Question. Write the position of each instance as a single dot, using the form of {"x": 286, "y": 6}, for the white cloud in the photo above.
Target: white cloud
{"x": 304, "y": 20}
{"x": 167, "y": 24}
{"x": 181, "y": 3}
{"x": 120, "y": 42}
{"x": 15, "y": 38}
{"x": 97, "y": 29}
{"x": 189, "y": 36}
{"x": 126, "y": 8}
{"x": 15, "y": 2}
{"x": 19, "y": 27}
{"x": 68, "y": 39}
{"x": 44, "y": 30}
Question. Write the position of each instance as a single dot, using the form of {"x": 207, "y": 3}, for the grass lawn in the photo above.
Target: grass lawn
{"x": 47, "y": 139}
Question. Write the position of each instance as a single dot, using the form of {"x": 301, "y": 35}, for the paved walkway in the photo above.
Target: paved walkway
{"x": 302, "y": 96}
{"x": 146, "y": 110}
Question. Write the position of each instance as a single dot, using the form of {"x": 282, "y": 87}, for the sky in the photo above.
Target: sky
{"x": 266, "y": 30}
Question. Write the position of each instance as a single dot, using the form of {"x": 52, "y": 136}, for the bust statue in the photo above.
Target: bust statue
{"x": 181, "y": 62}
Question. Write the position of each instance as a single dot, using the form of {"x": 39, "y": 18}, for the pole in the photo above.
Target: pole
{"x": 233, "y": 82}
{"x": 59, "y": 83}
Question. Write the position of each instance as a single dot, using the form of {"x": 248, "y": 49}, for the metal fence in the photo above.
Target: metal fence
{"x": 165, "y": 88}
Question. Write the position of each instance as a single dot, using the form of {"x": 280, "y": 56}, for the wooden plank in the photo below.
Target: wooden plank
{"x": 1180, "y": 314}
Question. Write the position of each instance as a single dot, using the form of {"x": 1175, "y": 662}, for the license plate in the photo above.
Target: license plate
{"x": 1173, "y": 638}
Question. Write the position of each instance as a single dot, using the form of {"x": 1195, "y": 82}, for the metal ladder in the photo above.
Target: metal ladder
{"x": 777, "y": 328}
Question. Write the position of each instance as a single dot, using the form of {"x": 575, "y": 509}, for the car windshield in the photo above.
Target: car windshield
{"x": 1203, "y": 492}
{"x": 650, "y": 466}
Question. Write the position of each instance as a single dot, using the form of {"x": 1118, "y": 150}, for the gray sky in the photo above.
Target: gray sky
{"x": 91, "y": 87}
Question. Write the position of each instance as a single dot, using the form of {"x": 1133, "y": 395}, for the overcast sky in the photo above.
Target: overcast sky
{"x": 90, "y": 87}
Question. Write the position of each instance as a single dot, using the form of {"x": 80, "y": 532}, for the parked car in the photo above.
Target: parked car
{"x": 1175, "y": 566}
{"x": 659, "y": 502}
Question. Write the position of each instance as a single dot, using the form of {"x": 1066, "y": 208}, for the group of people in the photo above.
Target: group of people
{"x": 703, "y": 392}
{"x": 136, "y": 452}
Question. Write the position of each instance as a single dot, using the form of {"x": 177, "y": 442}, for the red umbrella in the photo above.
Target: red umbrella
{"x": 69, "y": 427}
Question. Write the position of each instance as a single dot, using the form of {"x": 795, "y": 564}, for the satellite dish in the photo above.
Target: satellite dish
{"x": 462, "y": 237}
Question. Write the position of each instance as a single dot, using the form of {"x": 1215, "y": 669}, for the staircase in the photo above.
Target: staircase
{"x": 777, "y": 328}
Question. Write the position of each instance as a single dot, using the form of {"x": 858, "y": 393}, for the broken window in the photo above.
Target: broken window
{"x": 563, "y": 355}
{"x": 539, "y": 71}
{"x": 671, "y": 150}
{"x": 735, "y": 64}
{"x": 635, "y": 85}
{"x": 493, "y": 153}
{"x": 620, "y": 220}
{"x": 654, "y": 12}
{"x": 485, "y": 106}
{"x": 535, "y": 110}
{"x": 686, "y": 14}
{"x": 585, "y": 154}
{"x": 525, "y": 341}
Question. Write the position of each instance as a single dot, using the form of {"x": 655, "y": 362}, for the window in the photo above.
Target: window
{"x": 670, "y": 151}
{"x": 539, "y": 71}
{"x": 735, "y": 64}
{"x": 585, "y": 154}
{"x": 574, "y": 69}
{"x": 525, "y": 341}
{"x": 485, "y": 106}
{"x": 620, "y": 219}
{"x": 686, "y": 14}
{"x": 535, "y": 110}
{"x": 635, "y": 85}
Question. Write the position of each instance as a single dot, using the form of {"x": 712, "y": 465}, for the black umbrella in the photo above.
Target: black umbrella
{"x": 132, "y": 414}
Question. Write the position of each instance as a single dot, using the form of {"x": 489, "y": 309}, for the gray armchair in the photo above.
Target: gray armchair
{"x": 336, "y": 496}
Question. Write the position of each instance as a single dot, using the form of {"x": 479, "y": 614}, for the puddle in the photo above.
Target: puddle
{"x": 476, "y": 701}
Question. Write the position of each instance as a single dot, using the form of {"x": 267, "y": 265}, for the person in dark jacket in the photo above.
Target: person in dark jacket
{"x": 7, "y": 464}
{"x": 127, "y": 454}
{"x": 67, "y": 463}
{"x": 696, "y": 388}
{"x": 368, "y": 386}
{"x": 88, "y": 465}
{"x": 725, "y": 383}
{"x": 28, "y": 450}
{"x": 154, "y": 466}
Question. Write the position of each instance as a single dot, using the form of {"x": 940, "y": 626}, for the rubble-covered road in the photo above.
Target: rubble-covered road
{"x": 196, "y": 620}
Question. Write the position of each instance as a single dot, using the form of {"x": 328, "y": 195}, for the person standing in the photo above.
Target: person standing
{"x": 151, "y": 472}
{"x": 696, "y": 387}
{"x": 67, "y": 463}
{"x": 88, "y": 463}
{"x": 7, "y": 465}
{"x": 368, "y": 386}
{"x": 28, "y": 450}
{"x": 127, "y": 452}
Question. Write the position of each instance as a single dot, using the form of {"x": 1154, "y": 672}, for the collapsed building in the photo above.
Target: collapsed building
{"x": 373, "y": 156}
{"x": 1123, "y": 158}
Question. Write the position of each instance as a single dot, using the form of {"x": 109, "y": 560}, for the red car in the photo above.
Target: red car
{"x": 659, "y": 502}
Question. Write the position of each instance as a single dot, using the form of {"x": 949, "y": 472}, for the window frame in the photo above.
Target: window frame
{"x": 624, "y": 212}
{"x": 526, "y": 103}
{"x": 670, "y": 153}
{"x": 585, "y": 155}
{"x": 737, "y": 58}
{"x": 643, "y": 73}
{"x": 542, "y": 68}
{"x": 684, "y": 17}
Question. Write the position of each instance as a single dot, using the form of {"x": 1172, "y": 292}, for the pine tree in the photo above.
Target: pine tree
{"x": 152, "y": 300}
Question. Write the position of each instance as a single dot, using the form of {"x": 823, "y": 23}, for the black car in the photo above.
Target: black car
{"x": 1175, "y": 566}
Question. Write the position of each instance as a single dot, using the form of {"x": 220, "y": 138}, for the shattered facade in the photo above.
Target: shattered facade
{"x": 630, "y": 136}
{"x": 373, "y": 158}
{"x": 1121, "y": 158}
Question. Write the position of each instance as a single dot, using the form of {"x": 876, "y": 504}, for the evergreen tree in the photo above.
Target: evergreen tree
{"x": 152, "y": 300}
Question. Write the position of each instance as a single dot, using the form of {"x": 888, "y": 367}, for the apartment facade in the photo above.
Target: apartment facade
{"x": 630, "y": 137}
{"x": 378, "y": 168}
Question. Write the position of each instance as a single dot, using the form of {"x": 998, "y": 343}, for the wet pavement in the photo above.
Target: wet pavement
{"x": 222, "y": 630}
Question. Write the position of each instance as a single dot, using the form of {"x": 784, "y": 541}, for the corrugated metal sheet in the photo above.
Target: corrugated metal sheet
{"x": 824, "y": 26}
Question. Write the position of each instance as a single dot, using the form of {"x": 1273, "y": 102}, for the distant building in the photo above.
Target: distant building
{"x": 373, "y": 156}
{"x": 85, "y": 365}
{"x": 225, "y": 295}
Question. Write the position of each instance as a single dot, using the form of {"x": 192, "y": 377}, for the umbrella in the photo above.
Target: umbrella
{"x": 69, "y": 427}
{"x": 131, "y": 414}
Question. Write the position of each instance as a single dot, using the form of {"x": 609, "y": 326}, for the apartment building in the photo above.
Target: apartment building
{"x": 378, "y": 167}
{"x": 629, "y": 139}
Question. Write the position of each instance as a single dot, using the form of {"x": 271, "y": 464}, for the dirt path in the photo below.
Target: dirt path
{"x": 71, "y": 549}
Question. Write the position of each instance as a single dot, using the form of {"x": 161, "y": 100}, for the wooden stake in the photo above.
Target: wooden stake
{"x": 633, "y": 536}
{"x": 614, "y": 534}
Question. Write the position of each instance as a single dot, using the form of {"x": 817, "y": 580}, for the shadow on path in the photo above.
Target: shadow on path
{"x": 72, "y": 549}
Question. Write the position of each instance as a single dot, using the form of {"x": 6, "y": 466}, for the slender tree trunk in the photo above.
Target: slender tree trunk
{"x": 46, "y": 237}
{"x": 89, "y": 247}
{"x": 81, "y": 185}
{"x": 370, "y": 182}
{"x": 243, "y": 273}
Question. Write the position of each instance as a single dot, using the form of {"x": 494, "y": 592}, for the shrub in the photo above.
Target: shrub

----------

**Brief**. With both ends included, please retype exactly the lines from the line containing "the umbrella in the photo above." to the final line of the data.

**Solution to the exercise**.
Question. Write the position of each instance as a single dot, using the form of {"x": 192, "y": 377}, for the umbrella in the photo above.
Target: umbrella
{"x": 69, "y": 427}
{"x": 131, "y": 414}
Question. Write the position of each instance as a single dot, using the form of {"x": 609, "y": 326}, for the apartment building in the photo above.
Target: apartment building
{"x": 378, "y": 167}
{"x": 629, "y": 139}
Question. Write the position of each instance as a single dot, using the form of {"x": 271, "y": 464}, for the dirt path in the photo below.
Target: dirt path
{"x": 71, "y": 549}
Question. Write the position of each instance as a single dot, using the form of {"x": 161, "y": 100}, for the wooden stake in the photo above.
Target: wooden stake
{"x": 633, "y": 536}
{"x": 614, "y": 534}
Question. Write the position of each instance as a single dot, using the form of {"x": 817, "y": 580}, for the shadow on path in the photo above.
Target: shadow on path
{"x": 72, "y": 549}
Question. Write the position of each instance as a single dot, using the form of {"x": 6, "y": 466}, for the slender tree trunk in the photo above.
Target: slender tree trunk
{"x": 46, "y": 237}
{"x": 89, "y": 247}
{"x": 81, "y": 185}
{"x": 370, "y": 182}
{"x": 243, "y": 273}
Question. Write the position of each instance as a single dot, using the form of {"x": 494, "y": 592}, for the shrub in the photo above.
Target: shrub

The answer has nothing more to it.